#### EXERCISE PROMPT
Please repeat all of the listing exactly.

Dataset rows

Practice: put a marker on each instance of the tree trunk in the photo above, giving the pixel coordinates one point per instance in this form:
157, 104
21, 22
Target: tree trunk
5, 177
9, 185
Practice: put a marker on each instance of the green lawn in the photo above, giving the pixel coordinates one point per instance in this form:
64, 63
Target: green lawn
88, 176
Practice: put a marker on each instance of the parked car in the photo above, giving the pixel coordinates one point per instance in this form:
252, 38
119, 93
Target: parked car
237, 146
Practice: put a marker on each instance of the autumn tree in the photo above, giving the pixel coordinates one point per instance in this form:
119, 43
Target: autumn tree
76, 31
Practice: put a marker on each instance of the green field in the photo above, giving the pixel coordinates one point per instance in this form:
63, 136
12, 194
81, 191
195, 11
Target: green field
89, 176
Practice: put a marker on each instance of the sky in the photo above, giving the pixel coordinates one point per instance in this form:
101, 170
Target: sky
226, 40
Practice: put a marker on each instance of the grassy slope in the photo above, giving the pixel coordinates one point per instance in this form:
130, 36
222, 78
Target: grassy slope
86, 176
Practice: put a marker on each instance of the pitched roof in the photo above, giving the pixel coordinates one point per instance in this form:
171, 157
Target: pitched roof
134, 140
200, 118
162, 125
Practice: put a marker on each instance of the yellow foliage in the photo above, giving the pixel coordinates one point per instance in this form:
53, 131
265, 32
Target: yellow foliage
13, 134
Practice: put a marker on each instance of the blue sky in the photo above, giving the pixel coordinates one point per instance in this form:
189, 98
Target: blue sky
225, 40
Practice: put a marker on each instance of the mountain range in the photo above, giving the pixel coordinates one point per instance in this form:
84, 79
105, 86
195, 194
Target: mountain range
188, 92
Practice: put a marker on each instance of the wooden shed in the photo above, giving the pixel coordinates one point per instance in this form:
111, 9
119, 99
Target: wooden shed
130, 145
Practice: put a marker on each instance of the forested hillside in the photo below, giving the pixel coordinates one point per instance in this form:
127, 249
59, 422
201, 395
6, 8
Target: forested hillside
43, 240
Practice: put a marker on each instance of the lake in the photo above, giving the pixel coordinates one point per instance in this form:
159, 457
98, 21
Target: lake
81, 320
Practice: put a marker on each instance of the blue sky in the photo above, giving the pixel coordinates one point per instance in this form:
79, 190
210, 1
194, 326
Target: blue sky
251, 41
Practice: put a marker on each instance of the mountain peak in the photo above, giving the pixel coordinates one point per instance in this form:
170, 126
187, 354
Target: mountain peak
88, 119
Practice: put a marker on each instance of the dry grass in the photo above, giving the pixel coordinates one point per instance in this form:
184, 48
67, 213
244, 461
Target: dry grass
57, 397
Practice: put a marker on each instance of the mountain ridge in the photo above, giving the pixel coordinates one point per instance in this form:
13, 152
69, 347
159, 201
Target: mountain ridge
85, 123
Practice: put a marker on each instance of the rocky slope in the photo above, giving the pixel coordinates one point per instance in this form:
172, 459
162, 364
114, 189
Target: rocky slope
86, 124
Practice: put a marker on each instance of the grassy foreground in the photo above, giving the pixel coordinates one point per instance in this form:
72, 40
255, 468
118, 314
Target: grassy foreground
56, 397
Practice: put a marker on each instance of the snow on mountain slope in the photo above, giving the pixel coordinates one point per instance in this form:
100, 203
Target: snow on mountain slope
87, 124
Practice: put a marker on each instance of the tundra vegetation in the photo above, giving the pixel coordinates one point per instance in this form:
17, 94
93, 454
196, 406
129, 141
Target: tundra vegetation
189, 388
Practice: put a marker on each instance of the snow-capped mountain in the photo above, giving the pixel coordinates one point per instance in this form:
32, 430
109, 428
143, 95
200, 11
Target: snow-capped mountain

#### FINAL RESULT
Practice: put a marker on each instance of the tree trunk in the photo above, giving the pixel coordinates one point per instance in this form:
157, 104
21, 22
Target: tree trunk
5, 177
9, 185
Practice: put a marker on each instance of the green lawn in the photo above, giving the pixel coordinates one point per instance in this form:
64, 63
Target: green lawn
88, 176
Practice: put a marker on each instance of the parked car in the photo above, giving the pixel coordinates one point per instance in this form:
252, 38
119, 93
Target: parked car
237, 146
Practice: put a marker on each instance of the autumn tree in the photo above, giving the pixel coordinates one point per instance in this form:
119, 43
Target: autumn tree
76, 31
Practice: put a marker on each instance of the green field in the photo above, giving the pixel coordinates one point per instance in this form:
63, 136
12, 194
81, 191
195, 11
Target: green field
89, 176
Practice: put a marker on each instance of the sky in the photo above, giving the pixel coordinates one point per instance in this form:
101, 170
Target: sky
226, 40
Practice: put a marker on each instance of the grassy slope in the photo above, giving the pixel coordinates one point per instance in this form:
130, 36
222, 78
Target: grassy slope
86, 176
Practice: put a marker on each instance of the pitched roof in the photo above, giving the pixel coordinates one point per instance in this form:
171, 157
Target: pitched roof
134, 140
200, 118
162, 125
Practice: put a marker on each instance of the yellow foliage in the photo above, giving the pixel coordinates one point per instance in this form:
53, 131
265, 32
Target: yellow foliage
13, 134
Practice: put a marker on each instance of the blue sky in the photo above, giving the pixel coordinates one point per instance in this form:
189, 98
Target: blue sky
225, 40
Practice: put a marker on each instance of the mountain range in the photo above, giving the pixel coordinates one point per instance in this form:
84, 79
105, 86
195, 194
Target: mountain range
188, 92
Practice: put a marker on each instance of the wooden shed in the photo above, giving the pixel coordinates one point per instance in this form:
111, 9
119, 99
Target: wooden shed
130, 145
Practice: put a marker on each instance of the forested hillside in the photo below, giving the pixel coordinates one point per instance in this form:
127, 249
59, 422
201, 395
6, 8
Target: forested hillside
43, 240
Practice: put a marker on each instance of the lake in the photo above, giving the pixel coordinates one point per instance in this form:
159, 457
98, 21
Target: lake
81, 320
Practice: put a marker on each instance of the blue sky in the photo above, giving the pixel coordinates one point per instance in this form:
79, 190
210, 1
194, 326
Target: blue sky
251, 41
Practice: put a marker on each instance of the mountain peak in the photo above, giving the pixel coordinates one point per instance in this form:
170, 126
187, 354
Target: mountain peak
88, 119
Practice: put a marker on each instance of the dry grass in the photo above, giving the pixel coordinates one point per instance in this form:
184, 48
67, 213
244, 461
Target: dry grass
57, 397
Practice: put a marker on each instance of the mountain ridge in the photo above, giving the pixel coordinates one point per instance in this form:
13, 152
69, 347
159, 201
Target: mountain ridge
85, 123
Practice: put a marker on each instance of the rocky slope in the photo above, giving the pixel coordinates one point per instance in this form:
172, 459
162, 364
114, 189
Target: rocky slope
86, 124
Practice: put a marker on each instance of the grassy foreground in the photo above, giving the pixel coordinates one point per instance in this form:
72, 40
255, 468
118, 314
Target: grassy foreground
56, 397
Practice: put a marker on each instance of the snow on mountain slope in the photo above, giving the pixel coordinates one point per instance in this form:
100, 203
Target: snow on mountain slope
87, 124
Practice: put a marker on each instance of the tundra vegetation in the photo above, giving the pixel coordinates one point per instance in this form:
17, 94
93, 454
196, 406
129, 141
Target: tundra vegetation
189, 388
Practice: put a marker on each instance of the snow-capped mountain in the photo above, giving the pixel coordinates one point per instance in this form:
32, 430
109, 428
143, 95
200, 11
Target: snow-capped mountain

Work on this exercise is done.